Across these pillars, embedded and trustworthy AI is the key enabler, providing intelligence for spectrum management, adaptive receivers, and end-to-end optimization.
These trends highlight that 6G will operate in highly challenging environments with wideband sub-THz channels, dynamic non-terrestrial links, and complex multi-user MIMO topologies. Traditional linear detection techniques such as ZF or MMSE struggle to cope with hardware non-idealities, nonlinear channel distortions, and the stringent latency and reliability targets of 6G. To address these limitations, the concept of a Neural Receiver has emerged. By embedding deep learning models directly into the receiver chain, neural receivers can learn from real measured impairments, jointly optimize channel estimation and detection, and deliver significant performance gains over classical approaches. This makes neural receivers a key building block for realizing the vision of embedded, trustworthy AI in 6G physical layer design.

__________

*What to do*:
a. Rewrite the passage, covering everything from "These trends highlight" down to "physical layer design.", with "MMSE" replaced by "minimum mean square error".
b. Summarize the passage in two sentences.
Answer from the passage alone.

*Records*:
__________

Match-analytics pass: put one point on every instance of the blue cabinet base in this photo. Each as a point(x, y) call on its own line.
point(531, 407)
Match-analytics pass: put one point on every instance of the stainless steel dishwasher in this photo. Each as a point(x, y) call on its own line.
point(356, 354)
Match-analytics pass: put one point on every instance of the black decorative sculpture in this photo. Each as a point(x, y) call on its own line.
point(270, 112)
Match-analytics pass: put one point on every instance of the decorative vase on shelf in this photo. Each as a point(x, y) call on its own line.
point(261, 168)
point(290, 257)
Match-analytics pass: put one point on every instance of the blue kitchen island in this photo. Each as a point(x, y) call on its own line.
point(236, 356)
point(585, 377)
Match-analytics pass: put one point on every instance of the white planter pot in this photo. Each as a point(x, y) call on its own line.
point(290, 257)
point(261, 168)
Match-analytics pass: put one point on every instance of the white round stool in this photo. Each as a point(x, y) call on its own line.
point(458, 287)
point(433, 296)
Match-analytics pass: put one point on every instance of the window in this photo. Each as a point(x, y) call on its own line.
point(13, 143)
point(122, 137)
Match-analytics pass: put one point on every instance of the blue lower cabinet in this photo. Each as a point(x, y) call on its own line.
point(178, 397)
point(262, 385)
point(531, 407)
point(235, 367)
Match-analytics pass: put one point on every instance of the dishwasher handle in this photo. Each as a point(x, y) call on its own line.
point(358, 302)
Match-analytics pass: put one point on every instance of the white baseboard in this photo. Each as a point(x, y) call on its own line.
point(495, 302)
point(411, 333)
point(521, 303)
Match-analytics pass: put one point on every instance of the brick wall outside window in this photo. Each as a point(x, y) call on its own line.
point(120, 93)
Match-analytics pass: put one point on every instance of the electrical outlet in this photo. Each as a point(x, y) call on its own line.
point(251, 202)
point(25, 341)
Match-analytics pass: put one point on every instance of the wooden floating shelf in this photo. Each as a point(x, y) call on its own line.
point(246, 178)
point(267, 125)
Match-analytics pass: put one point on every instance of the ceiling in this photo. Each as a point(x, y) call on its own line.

__________

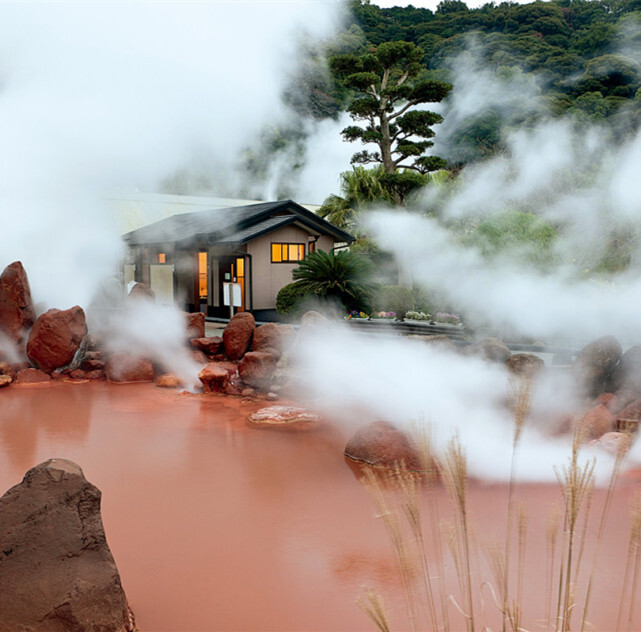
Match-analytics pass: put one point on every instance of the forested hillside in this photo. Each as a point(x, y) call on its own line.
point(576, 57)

__________

*Solutions for each task*:
a.
These trends highlight that 6G will operate in highly challenging environments with wideband sub-THz channels, dynamic non-terrestrial links, and complex multi-user MIMO topologies. Traditional linear detection techniques such as ZF or minimum mean square error struggle to cope with hardware non-idealities, nonlinear channel distortions, and the stringent latency and reliability targets of 6G. To address these limitations, the concept of a Neural Receiver has emerged. By embedding deep learning models directly into the receiver chain, neural receivers can learn from real measured impairments, jointly optimize channel estimation and detection, and deliver significant performance gains over classical approaches. This makes neural receivers a key building block for realizing the vision of embedded, trustworthy AI in 6G physical layer design.

b. 6G will operate with wideband sub-THz channels, dynamic non-terrestrial links, and complex multi-user MIMO topologies, and traditional linear detection techniques such as ZF or MMSE struggle with hardware non-idealities, nonlinear channel distortions, and strict latency and reliability targets. To address these limitations, neural receivers embed deep learning models in the receiver chain to learn from real measured impairments, jointly optimize channel estimation and detection, and deliver significant gains over classical approaches, making them a key building block for embedded, trustworthy AI in 6G physical layer design.